___ Provided material
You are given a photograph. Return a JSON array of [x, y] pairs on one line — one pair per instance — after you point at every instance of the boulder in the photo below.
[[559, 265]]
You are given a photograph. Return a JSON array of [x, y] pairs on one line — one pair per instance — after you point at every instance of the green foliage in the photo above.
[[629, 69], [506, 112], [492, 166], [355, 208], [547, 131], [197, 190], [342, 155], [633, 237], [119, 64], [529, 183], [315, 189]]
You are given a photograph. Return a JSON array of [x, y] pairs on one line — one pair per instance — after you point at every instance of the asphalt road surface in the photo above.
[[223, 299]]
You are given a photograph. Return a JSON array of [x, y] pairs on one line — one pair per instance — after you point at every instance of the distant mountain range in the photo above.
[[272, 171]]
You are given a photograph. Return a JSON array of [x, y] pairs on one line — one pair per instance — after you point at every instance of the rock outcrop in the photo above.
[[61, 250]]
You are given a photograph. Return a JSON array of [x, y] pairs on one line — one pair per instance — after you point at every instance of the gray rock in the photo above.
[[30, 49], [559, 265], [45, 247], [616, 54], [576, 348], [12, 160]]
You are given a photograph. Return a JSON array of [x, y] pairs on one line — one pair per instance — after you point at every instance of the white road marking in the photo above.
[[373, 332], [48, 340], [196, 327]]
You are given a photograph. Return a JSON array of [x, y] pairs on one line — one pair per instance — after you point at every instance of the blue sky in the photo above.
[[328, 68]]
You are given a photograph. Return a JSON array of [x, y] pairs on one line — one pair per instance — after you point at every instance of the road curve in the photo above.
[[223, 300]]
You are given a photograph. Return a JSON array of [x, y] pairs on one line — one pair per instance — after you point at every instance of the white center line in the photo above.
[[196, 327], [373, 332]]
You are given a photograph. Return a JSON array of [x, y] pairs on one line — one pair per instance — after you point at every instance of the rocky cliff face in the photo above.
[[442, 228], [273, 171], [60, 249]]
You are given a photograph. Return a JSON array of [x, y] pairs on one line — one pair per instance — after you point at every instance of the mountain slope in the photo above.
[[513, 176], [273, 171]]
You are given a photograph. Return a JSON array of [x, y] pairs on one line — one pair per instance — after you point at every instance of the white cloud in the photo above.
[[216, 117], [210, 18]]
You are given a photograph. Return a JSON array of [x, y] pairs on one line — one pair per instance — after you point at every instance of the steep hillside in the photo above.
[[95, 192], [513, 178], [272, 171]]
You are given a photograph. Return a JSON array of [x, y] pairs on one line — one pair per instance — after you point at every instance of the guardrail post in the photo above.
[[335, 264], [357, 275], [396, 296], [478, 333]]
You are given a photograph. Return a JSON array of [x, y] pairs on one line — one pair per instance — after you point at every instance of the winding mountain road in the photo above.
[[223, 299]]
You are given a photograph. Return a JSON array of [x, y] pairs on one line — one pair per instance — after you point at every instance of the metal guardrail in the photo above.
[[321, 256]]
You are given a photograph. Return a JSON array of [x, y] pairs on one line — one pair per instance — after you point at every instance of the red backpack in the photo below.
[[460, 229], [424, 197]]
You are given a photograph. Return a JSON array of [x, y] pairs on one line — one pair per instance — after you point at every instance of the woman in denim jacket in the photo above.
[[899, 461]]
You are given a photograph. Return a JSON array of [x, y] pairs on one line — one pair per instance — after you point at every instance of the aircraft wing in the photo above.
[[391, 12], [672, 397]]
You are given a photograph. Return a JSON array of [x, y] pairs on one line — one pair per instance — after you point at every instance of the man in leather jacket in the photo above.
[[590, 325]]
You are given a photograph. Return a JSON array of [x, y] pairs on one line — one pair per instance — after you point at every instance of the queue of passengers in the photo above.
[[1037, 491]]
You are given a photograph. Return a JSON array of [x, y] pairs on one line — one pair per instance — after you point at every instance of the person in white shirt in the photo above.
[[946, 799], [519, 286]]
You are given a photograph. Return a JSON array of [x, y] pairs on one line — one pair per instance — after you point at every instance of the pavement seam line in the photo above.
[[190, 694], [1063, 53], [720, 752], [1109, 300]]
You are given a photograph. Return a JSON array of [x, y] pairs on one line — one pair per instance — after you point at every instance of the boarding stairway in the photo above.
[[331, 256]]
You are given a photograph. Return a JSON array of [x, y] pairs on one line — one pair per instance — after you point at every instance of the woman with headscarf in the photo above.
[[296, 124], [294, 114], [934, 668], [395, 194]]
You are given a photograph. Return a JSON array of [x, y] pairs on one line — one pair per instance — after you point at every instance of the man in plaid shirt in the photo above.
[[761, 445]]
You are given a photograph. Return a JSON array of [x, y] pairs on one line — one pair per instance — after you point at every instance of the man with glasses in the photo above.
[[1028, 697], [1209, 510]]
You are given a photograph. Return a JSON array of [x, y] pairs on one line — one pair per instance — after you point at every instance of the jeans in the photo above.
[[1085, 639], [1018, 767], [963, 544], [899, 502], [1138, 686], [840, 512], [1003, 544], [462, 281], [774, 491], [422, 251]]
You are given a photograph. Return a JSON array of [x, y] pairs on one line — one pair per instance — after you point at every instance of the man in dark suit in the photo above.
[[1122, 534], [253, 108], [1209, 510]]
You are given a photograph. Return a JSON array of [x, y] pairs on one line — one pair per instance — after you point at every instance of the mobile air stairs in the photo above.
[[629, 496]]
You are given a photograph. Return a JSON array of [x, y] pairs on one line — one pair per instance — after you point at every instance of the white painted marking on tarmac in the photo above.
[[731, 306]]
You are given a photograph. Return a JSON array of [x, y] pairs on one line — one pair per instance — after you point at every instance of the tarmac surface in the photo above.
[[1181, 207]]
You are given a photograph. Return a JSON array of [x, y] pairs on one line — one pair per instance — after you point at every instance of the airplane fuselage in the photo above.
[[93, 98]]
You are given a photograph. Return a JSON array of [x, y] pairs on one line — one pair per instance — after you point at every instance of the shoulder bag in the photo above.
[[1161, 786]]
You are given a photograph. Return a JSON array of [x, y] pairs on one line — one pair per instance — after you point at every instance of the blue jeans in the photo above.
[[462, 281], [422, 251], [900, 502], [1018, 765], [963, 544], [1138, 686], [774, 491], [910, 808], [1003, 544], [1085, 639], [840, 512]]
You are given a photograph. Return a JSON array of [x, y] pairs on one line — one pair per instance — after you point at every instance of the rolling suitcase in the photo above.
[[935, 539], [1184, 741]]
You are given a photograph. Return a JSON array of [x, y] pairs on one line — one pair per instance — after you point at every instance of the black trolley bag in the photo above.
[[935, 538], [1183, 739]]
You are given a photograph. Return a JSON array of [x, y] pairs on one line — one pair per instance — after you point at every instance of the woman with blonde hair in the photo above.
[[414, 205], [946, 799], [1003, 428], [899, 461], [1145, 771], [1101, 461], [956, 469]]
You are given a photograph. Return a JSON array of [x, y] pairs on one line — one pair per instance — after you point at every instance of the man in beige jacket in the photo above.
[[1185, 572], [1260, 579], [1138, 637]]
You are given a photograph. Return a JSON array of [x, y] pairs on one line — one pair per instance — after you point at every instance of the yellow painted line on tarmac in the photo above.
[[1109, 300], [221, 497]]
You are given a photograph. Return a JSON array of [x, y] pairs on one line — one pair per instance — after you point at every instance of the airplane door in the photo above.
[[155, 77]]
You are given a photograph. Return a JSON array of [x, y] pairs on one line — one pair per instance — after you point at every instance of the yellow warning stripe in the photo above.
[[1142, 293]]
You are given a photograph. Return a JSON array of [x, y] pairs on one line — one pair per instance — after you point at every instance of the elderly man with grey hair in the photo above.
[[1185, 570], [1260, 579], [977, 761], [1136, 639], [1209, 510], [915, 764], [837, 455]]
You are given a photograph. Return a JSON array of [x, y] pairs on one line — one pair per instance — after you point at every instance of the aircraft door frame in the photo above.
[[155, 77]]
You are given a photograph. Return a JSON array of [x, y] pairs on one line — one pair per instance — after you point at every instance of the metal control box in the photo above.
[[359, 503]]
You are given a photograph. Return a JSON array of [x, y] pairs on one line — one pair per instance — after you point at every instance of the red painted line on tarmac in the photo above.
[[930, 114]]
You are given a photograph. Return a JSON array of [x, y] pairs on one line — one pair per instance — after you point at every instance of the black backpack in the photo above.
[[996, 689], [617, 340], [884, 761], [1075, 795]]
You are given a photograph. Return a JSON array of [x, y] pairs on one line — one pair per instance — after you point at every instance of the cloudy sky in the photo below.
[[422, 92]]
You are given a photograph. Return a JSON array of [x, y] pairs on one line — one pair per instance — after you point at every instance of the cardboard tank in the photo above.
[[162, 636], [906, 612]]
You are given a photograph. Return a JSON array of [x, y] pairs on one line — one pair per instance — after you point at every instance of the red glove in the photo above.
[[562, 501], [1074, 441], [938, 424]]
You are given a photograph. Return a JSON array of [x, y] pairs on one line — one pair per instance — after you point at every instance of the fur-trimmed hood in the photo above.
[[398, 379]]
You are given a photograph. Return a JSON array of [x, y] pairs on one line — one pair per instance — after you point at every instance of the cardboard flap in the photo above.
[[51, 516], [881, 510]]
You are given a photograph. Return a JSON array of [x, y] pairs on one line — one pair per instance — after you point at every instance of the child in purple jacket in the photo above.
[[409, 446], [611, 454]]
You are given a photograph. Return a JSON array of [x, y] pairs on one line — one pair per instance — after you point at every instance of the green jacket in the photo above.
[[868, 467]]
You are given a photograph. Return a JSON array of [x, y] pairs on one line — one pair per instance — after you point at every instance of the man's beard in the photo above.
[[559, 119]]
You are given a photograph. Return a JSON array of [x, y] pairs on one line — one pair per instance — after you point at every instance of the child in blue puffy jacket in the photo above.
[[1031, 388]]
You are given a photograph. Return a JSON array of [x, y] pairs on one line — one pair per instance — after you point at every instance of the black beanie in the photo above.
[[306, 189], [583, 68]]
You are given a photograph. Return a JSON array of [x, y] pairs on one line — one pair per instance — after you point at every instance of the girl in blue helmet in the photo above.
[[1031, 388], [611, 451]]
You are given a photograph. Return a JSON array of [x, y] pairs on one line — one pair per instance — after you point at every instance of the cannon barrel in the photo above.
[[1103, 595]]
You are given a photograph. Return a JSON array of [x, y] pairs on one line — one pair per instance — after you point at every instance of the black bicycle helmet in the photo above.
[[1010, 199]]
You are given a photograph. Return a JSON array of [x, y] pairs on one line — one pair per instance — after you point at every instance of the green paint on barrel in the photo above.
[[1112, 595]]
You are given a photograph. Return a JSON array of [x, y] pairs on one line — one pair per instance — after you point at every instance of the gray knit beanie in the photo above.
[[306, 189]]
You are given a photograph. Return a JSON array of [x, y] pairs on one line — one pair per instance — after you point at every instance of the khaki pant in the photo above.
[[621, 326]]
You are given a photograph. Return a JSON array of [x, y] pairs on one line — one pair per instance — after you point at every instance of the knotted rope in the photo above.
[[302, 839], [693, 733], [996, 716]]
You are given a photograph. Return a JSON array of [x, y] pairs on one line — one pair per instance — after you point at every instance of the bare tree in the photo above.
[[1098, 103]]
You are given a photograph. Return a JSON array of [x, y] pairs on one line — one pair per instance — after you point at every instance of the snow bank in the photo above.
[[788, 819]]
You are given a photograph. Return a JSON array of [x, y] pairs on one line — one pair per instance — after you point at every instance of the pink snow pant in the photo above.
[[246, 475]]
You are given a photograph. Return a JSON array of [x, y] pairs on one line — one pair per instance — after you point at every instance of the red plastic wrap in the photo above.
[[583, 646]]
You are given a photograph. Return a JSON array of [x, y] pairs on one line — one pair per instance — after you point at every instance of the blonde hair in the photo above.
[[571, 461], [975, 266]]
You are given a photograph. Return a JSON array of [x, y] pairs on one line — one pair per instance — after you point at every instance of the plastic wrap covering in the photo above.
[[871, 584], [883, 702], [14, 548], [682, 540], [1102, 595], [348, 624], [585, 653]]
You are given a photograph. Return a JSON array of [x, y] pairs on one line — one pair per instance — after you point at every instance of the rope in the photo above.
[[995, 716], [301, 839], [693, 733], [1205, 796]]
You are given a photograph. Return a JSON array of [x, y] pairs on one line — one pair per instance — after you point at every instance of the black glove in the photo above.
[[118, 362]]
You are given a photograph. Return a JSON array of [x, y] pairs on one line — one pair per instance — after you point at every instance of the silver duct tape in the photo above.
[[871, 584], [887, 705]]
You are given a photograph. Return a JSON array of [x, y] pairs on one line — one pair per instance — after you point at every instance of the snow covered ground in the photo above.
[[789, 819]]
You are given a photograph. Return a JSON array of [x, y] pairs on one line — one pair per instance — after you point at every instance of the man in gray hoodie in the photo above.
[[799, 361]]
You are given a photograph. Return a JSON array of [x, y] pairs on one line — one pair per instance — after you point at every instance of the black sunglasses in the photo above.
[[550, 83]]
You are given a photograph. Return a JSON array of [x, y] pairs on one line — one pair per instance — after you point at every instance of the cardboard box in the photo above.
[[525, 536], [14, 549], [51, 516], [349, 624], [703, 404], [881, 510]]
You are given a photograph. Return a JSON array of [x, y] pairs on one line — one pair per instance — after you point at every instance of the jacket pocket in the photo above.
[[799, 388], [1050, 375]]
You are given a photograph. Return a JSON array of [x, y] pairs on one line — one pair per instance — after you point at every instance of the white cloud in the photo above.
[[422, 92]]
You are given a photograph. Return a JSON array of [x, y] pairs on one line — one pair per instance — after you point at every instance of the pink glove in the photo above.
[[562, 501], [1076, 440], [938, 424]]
______
__Problem statement__: Give the lines from the one containing "marking in the photo above." through the one containing "[[223, 300]]", both included, as a JSON list of strings, one string per line, leaving out any blank lines.

__Written solution__:
[
  "You are given a photograph. Return a JSON array of [x, y] pairs on one line — one pair per instance — after you point at every instance of the white road marking in the photo above.",
  "[[373, 332], [48, 340], [196, 327]]",
  "You are given a photograph. Return a JSON array of [x, y] pairs on one line — one pair per instance — after you point at every instance of the blue sky in the photo above.",
  "[[328, 68]]",
  "You are given a photograph. Return a JSON array of [x, y] pairs on one line — one pair per instance — after you point at every instance of the road curve in the photo above.",
  "[[223, 300]]"
]